■ Given text:
* * * * * * *

In addition to the size-based threshold, banks may order stock audits for specific accounts that show signs of stress, accounts where the drawing power has been consistently tight, where stock statement submissions have been delayed, where there are overdrawn positions, where concurrent auditors or internal auditors have raised concerns, or where the account has been classified as a Special Mention Account (SMA) under the RBI’s early warning framework.
The frequency of stock audits also varies by bank and by the size and risk profile of the account. Large exposures are typically audited quarterly. Medium exposures may be audited half-yearly. Some accounts are audited annually. The frequency is specified in the bank’s credit policy and may also be stated in the sanction letter issued to the borrower at the time the working capital facility was approved.
Who can conduct a stock audit
Stock audits are conducted by firms of Chartered Accountants or, in some cases, Cost Accountants. Banks maintain empanelment panels of audit firms from which appointments are made.
The empanelment is usually for a fixed period, commonly three years, after which the firm must re-apply. Banks also rotate audit firms across borrower accounts to maintain independence and to ensure that the same firm does not audit the same borrower continuously for too many years.
It is worth noting that the borrower does not choose the stock auditor. The bank chooses the auditor from its empanelled panel and communicates the appointment to both the auditor and the borrower. This is an important feature of the engagement because it means the auditor’s primary accountability is to the bank, not to the borrower, even though the auditor will be working at the borrower’s premises and using the borrower’s data.
The lifecycle of a stock audit
Let me walk through the entire process in the sequence it typically occurs in practice, because understanding the flow helps make sense of why each step matters.
Step 1: Receiving the allotment letter. The bank issues an allotment letter to the audit firm specifying the borrower’s name, the account details, the period to be covered, the type of audit (quarterly, half-yearly, or annual), and sometimes the specific areas to be covered. Some banks use a standard format for the allotment letter while others issue a brief communication and expect the auditor to follow the bank’s general guidelines for stock audits. The audit firm should acknowledge receipt and confirm acceptance of the engagement.

* * * * * * *

■ Data provided:

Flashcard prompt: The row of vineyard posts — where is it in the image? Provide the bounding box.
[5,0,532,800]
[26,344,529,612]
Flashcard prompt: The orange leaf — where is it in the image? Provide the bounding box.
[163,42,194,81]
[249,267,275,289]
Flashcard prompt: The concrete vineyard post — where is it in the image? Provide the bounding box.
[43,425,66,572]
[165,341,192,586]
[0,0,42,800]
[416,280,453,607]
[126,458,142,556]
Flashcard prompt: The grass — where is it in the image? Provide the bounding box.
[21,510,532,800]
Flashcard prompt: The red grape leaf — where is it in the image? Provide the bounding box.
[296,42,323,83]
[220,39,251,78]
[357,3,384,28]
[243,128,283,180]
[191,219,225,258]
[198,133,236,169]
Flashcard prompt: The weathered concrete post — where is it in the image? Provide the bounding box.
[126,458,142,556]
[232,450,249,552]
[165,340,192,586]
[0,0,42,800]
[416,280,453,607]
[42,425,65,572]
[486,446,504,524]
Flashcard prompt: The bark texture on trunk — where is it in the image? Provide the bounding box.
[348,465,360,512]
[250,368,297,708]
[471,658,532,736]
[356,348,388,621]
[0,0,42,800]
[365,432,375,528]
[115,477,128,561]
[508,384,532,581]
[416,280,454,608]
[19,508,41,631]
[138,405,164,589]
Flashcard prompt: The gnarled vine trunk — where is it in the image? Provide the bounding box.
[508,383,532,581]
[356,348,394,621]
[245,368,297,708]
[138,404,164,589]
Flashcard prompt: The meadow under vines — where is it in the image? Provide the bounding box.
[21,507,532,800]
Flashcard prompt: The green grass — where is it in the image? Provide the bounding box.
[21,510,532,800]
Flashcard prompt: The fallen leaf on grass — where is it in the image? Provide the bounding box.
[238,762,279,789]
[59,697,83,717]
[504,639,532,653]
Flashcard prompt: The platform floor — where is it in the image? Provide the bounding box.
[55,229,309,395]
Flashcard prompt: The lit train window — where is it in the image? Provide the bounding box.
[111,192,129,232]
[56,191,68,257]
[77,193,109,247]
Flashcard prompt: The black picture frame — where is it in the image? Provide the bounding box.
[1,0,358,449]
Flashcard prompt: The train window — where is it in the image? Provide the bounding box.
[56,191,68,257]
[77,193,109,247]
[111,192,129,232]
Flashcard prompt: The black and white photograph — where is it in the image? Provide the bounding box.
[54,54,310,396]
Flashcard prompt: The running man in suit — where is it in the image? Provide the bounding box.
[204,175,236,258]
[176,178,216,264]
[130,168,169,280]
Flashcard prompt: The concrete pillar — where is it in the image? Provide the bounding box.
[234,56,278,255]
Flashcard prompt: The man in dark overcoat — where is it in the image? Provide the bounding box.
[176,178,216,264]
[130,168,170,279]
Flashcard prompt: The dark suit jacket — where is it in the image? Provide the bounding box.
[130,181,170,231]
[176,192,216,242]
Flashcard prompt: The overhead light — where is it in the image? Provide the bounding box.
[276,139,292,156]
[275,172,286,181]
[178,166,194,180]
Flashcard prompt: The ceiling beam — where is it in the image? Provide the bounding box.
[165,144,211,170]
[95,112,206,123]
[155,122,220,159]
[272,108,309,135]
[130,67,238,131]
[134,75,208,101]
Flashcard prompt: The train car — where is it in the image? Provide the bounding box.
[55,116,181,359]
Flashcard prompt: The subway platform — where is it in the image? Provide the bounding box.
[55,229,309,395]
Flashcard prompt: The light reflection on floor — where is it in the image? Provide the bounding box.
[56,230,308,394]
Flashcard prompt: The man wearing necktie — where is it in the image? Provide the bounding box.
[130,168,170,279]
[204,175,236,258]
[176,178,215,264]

* * * * * * *

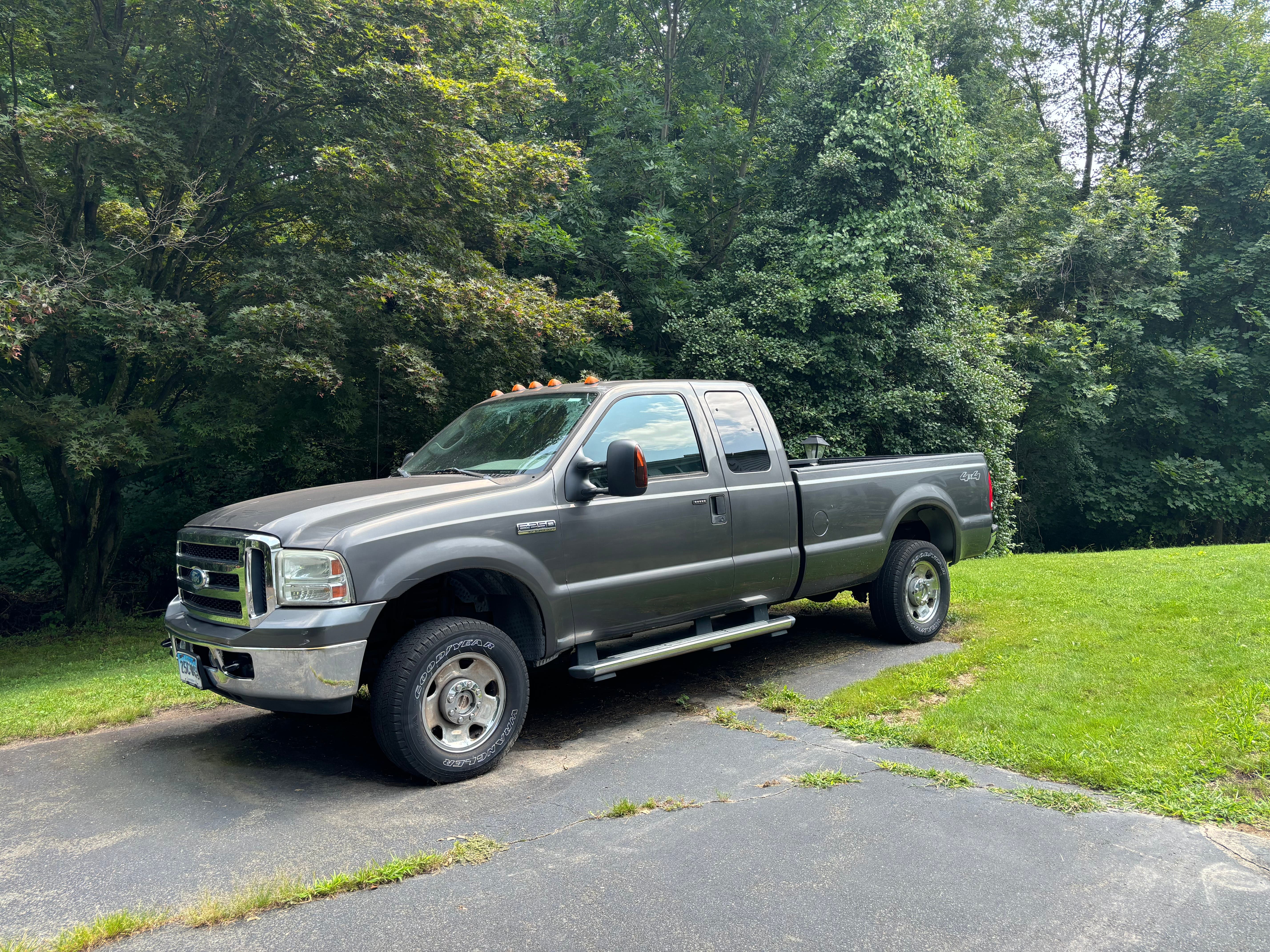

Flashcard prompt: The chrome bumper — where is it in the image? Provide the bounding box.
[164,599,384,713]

* * * * * * *

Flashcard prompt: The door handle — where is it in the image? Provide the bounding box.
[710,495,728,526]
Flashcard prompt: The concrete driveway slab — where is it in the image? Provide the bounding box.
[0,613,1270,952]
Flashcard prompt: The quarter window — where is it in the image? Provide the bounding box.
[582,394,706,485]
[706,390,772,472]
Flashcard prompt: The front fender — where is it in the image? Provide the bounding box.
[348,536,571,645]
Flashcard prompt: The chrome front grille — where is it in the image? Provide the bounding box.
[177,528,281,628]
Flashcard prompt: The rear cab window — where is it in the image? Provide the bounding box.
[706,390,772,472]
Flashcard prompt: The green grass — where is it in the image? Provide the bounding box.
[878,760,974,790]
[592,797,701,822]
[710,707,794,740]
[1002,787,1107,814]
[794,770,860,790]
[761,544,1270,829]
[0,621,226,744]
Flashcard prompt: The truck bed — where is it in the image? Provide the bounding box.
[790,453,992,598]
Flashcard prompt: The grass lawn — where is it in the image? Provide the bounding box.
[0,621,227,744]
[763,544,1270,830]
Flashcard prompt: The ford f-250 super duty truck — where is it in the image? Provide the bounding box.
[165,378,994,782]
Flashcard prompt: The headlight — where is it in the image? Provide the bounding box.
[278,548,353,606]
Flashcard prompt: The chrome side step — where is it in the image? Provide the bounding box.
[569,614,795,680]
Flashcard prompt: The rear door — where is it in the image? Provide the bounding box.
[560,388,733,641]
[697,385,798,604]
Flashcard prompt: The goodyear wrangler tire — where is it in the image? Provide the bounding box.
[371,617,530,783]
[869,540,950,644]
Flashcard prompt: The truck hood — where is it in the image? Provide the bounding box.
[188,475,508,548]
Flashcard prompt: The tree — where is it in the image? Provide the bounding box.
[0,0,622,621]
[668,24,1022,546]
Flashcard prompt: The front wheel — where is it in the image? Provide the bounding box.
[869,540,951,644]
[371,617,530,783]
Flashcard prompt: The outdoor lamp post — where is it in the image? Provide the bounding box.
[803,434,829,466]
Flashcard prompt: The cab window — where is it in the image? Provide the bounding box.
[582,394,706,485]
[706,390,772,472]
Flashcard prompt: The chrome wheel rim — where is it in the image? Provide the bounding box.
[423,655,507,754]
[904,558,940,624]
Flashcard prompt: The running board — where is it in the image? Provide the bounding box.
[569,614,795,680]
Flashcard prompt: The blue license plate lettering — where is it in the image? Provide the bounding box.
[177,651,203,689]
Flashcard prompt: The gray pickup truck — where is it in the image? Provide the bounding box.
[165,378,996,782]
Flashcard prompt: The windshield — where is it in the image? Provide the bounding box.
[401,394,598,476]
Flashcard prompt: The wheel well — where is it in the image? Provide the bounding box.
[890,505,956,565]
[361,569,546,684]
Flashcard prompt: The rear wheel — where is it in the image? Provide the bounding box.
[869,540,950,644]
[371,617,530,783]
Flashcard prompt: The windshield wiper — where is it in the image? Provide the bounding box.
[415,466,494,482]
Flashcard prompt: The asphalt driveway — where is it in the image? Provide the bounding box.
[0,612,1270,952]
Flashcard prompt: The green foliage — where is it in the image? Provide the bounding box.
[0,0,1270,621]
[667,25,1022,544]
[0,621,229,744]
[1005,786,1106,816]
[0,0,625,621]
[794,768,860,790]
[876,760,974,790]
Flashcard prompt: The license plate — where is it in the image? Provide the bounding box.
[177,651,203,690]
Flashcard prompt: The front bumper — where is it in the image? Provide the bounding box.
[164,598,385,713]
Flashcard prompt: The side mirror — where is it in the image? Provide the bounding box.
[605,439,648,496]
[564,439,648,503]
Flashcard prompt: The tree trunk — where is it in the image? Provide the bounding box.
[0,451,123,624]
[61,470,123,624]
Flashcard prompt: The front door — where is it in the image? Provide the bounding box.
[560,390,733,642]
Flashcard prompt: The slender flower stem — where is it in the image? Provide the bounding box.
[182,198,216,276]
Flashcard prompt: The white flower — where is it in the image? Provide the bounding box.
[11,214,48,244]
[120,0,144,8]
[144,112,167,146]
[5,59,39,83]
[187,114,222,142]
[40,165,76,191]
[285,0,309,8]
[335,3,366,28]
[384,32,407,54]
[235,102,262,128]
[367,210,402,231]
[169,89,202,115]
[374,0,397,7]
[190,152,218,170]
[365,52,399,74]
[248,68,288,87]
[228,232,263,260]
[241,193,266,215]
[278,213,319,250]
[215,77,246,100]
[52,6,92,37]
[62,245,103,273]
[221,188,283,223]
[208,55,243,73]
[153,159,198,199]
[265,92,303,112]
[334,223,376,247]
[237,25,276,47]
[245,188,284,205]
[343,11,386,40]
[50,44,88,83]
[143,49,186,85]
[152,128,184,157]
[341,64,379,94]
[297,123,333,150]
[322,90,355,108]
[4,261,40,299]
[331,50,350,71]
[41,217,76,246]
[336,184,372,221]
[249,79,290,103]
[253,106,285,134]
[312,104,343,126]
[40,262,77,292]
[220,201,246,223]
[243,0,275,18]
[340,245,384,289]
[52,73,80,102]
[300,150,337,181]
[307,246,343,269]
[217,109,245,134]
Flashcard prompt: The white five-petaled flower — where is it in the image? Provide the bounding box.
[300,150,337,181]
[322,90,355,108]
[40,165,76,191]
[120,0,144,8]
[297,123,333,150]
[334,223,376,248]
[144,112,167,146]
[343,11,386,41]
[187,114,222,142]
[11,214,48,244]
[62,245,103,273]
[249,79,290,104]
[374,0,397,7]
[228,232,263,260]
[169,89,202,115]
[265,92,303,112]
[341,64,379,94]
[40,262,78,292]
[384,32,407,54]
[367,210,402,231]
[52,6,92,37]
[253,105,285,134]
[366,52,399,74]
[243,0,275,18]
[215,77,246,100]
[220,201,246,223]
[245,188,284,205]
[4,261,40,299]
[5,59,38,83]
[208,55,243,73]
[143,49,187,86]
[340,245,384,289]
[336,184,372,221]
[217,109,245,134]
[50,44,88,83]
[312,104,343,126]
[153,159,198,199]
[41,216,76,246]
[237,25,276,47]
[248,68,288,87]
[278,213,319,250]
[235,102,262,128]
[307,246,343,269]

* * * * * * *

■ Brief: Reproduce the stock audit passage word for word in full.

■ Problem solution:
In addition to the size-based threshold, banks may order stock audits for specific accounts that show signs of stress, accounts where the drawing power has been consistently tight, where stock statement submissions have been delayed, where there are overdrawn positions, where concurrent auditors or internal auditors have raised concerns, or where the account has been classified as a Special Mention Account (SMA) under the RBI’s early warning framework.
The frequency of stock audits also varies by bank and by the size and risk profile of the account. Large exposures are typically audited quarterly. Medium exposures may be audited half-yearly. Some accounts are audited annually. The frequency is specified in the bank’s credit policy and may also be stated in the sanction letter issued to the borrower at the time the working capital facility was approved.
Who can conduct a stock audit
Stock audits are conducted by firms of Chartered Accountants or, in some cases, Cost Accountants. Banks maintain empanelment panels of audit firms from which appointments are made.
The empanelment is usually for a fixed period, commonly three years, after which the firm must re-apply. Banks also rotate audit firms across borrower accounts to maintain independence and to ensure that the same firm does not audit the same borrower continuously for too many years.
It is worth noting that the borrower does not choose the stock auditor. The bank chooses the auditor from its empanelled panel and communicates the appointment to both the auditor and the borrower. This is an important feature of the engagement because it means the auditor’s primary accountability is to the bank, not to the borrower, even though the auditor will be working at the borrower’s premises and using the borrower’s data.
The lifecycle of a stock audit
Let me walk through the entire process in the sequence it typically occurs in practice, because understanding the flow helps make sense of why each step matters.
Step 1: Receiving the allotment letter. The bank issues an allotment letter to the audit firm specifying the borrower’s name, the account details, the period to be covered, the type of audit (quarterly, half-yearly, or annual), and sometimes the specific areas to be covered. Some banks use a standard format for the allotment letter while others issue a brief communication and expect the auditor to follow the bank’s general guidelines for stock audits. The audit firm should acknowledge receipt and confirm acceptance of the engagement.